> _Task requirements_:
Reproduce, as a numbered list with blank lines omitted, everything in the items below from the line containing "Return one point per instance of the white globe" down to the final line of the items, including both of those lines.
--- BEGIN Supplied records ---
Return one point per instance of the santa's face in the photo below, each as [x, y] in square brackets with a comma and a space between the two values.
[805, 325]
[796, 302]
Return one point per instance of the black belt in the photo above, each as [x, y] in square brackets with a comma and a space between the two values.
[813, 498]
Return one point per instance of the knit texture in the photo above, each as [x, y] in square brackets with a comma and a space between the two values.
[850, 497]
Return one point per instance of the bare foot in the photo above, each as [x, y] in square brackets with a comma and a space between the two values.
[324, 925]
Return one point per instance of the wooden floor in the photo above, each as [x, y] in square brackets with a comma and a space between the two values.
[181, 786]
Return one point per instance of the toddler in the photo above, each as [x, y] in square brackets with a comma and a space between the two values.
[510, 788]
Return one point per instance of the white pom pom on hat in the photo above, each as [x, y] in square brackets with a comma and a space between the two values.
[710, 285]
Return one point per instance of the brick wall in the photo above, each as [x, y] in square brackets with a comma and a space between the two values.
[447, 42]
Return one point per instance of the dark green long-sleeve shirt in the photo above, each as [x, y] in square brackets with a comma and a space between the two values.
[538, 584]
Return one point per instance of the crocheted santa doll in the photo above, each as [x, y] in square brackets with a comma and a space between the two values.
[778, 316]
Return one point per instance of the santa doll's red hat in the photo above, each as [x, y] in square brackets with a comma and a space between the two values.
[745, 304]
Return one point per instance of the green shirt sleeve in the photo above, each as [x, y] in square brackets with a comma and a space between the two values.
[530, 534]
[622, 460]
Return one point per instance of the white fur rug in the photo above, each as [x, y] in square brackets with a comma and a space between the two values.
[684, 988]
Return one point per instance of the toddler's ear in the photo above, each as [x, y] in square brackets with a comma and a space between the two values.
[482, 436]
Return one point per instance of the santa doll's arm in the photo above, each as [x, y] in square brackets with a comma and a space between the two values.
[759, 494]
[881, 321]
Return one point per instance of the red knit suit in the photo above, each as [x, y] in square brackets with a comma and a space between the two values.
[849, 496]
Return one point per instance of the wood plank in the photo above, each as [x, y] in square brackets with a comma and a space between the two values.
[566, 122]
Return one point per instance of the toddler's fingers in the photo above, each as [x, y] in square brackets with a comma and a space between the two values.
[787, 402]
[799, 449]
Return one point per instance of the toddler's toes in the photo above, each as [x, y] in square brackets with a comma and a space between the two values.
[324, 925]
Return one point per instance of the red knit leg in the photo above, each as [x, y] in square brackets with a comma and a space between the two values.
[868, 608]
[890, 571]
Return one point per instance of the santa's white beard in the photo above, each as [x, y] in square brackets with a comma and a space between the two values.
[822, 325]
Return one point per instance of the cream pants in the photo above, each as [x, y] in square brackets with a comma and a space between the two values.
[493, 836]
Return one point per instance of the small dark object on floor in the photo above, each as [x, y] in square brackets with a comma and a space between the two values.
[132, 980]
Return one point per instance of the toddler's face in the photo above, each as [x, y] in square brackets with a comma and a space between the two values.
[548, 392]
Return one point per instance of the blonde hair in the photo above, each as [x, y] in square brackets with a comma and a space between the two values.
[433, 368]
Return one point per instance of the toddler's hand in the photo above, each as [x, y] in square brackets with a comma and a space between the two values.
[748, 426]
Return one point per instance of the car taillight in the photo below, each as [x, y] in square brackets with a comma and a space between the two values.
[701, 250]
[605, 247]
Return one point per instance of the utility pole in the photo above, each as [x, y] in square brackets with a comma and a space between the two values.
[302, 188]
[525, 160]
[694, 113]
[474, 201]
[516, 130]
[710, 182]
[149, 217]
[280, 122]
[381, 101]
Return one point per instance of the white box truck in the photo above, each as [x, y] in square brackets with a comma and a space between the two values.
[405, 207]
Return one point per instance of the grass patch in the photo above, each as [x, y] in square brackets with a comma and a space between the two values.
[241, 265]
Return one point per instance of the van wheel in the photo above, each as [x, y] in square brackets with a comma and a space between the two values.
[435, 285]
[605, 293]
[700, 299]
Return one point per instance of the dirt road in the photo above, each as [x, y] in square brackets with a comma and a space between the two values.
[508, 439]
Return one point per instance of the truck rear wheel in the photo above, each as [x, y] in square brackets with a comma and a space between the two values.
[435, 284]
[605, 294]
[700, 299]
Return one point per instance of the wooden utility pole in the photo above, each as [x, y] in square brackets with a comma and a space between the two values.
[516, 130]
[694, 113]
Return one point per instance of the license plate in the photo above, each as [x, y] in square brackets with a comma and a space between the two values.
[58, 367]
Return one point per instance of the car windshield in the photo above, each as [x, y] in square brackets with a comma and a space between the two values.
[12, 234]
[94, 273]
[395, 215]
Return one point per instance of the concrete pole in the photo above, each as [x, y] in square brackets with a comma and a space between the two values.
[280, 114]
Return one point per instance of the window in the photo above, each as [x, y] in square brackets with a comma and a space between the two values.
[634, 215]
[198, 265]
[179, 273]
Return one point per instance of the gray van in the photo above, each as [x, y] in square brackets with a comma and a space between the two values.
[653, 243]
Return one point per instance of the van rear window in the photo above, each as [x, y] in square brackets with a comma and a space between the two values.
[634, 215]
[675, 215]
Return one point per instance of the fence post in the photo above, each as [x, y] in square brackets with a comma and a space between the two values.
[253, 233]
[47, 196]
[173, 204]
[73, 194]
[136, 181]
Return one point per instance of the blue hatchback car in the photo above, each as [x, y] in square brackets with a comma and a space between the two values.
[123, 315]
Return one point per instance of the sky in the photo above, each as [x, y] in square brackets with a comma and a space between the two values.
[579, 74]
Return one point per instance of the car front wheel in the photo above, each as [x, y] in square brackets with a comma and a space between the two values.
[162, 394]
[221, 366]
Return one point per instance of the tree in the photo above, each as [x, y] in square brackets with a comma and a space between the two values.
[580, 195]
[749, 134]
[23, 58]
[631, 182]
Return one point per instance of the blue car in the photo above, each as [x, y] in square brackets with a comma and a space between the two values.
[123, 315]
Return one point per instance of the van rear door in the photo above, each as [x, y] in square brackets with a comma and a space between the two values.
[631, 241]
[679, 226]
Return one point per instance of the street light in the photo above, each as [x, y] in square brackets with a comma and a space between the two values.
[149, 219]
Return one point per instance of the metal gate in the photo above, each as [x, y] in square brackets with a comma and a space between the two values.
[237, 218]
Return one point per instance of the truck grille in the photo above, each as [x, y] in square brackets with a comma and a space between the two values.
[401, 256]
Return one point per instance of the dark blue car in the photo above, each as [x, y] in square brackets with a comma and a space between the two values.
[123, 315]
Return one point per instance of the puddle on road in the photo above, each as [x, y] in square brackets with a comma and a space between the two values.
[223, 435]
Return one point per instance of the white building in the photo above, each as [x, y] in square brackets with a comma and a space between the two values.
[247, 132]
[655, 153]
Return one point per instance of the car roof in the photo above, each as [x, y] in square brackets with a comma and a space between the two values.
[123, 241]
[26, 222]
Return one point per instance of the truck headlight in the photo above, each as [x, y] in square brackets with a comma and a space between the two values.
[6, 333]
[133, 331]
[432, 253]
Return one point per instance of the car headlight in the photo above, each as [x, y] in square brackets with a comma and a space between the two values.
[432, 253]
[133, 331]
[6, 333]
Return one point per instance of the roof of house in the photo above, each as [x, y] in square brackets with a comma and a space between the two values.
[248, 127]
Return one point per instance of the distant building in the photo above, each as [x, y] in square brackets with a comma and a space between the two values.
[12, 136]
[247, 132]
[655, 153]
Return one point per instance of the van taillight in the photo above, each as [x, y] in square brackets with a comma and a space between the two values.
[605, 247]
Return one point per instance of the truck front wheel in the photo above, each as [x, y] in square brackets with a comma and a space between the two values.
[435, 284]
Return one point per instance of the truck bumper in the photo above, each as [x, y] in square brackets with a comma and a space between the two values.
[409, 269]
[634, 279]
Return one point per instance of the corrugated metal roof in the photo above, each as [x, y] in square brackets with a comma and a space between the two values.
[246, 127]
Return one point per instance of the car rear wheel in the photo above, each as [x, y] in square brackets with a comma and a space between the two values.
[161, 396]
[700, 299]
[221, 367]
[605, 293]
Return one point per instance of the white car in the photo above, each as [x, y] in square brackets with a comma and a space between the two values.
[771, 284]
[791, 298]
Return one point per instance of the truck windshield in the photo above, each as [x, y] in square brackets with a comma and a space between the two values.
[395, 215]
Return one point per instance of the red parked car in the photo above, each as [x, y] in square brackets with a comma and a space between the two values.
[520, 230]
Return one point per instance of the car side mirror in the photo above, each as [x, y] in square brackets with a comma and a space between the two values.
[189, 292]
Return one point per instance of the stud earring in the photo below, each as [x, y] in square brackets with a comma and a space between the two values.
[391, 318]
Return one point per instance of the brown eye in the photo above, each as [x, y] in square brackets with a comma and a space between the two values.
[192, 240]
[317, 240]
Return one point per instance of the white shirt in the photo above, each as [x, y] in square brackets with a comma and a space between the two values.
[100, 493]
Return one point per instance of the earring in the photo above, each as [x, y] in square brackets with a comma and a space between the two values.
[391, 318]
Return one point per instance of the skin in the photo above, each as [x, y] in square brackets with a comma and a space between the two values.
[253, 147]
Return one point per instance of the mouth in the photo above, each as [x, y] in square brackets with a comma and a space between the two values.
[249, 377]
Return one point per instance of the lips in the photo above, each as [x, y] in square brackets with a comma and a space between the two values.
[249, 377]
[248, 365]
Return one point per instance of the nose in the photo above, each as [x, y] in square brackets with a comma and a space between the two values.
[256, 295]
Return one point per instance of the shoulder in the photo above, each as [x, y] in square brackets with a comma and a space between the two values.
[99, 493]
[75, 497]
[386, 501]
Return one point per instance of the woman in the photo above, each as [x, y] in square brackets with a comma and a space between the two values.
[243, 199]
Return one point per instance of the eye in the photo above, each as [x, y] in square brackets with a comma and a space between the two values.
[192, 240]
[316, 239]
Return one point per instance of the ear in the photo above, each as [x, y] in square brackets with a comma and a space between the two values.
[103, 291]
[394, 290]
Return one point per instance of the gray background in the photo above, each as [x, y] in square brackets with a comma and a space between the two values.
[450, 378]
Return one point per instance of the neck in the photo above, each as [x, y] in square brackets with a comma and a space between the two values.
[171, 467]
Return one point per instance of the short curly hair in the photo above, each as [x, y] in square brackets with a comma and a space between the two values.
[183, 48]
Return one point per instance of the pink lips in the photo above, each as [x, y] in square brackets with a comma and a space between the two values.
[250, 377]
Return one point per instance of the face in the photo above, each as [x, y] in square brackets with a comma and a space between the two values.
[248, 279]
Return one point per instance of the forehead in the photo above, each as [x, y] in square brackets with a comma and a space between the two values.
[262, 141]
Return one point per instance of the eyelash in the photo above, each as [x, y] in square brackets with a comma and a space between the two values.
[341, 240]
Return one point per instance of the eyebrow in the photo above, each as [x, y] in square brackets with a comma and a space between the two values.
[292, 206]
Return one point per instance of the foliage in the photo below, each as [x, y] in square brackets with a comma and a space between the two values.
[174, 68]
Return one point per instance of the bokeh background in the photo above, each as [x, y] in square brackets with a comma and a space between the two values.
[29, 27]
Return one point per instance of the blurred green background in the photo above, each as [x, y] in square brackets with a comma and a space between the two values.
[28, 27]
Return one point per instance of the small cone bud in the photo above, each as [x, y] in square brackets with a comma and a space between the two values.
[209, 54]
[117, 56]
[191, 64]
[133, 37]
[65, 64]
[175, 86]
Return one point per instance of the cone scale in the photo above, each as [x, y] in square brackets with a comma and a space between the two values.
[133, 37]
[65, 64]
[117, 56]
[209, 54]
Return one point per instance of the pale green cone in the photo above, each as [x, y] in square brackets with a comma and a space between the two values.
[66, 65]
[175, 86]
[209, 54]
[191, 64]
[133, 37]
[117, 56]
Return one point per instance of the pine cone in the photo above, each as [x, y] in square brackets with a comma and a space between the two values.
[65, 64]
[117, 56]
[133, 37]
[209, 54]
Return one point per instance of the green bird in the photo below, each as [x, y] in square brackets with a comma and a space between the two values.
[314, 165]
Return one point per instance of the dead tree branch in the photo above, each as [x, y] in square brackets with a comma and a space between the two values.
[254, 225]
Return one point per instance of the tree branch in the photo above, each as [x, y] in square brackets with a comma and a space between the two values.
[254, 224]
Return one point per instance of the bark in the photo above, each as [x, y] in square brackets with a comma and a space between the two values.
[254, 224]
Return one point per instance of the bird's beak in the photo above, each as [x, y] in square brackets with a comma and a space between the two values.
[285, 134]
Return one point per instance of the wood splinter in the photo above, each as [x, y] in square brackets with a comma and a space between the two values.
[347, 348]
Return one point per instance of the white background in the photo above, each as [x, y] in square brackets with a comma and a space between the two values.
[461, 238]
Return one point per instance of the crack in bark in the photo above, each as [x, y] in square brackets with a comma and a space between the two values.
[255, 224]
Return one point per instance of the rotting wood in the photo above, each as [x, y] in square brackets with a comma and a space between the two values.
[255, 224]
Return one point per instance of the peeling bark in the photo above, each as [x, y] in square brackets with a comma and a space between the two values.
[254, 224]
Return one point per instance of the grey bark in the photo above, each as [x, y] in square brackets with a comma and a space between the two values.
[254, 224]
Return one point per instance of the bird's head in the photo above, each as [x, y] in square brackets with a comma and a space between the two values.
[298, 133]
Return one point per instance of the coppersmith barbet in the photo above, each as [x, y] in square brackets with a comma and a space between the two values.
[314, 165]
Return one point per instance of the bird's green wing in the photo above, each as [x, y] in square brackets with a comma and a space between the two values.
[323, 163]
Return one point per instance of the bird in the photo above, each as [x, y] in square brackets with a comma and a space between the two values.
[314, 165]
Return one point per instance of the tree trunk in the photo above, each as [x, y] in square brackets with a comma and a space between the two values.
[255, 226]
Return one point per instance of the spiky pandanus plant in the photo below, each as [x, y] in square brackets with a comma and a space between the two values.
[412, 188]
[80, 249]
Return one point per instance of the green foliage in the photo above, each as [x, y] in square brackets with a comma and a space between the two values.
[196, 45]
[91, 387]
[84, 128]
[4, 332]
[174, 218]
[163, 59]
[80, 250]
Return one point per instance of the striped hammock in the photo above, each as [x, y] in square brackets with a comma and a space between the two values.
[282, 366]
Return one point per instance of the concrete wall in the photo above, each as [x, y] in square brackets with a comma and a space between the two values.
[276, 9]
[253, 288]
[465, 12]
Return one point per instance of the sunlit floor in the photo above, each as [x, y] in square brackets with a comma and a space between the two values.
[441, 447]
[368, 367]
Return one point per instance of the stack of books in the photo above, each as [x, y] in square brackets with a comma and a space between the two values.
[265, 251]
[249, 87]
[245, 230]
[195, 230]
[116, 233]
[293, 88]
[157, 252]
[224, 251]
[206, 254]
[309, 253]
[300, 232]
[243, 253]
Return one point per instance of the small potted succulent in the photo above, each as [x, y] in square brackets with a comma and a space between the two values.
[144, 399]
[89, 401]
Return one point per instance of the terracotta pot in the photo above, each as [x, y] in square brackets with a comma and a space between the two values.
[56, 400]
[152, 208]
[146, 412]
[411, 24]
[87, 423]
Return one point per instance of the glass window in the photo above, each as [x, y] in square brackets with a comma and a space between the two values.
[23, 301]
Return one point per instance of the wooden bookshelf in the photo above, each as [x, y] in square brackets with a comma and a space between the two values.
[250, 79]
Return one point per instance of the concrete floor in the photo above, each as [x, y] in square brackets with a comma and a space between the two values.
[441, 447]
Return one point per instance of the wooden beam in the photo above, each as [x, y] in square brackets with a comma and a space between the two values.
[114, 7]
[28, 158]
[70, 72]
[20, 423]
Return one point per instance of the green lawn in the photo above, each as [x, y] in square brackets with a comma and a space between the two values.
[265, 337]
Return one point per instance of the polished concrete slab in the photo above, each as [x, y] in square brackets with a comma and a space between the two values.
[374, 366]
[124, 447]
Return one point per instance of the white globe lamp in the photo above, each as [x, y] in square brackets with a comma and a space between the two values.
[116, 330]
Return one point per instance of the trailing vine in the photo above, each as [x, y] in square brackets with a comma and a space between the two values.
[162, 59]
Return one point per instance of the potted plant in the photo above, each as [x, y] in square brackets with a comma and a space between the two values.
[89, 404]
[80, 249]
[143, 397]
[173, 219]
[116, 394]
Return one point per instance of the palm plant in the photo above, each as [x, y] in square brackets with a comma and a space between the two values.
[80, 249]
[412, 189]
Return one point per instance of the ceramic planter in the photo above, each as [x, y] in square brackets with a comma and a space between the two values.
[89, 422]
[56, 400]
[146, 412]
--- END Supplied records ---
> _Problem solution_:
1. Return one point per instance of the white globe lamp in the photo above, each as [x, y] in square brackets with a comma and a space between the two values.
2. [116, 330]
3. Return one point per instance of the trailing vine in the photo above, each as [x, y] in square brackets with a comma and a space between the two values.
4. [162, 59]
5. Return one point per instance of the potted plant in the photo above, each as [x, y] in square brackets with a comma and a space between the two values.
6. [89, 404]
7. [80, 249]
8. [143, 397]
9. [173, 219]
10. [116, 394]
11. Return one point per instance of the palm plant in the photo above, each as [x, y] in square brackets with a comma and a space between the two values.
12. [80, 249]
13. [412, 189]
14. Return one point per instance of the ceramic planter in the photo above, each as [x, y] in square brackets with a comma and a space between the two values.
15. [89, 422]
16. [56, 400]
17. [146, 412]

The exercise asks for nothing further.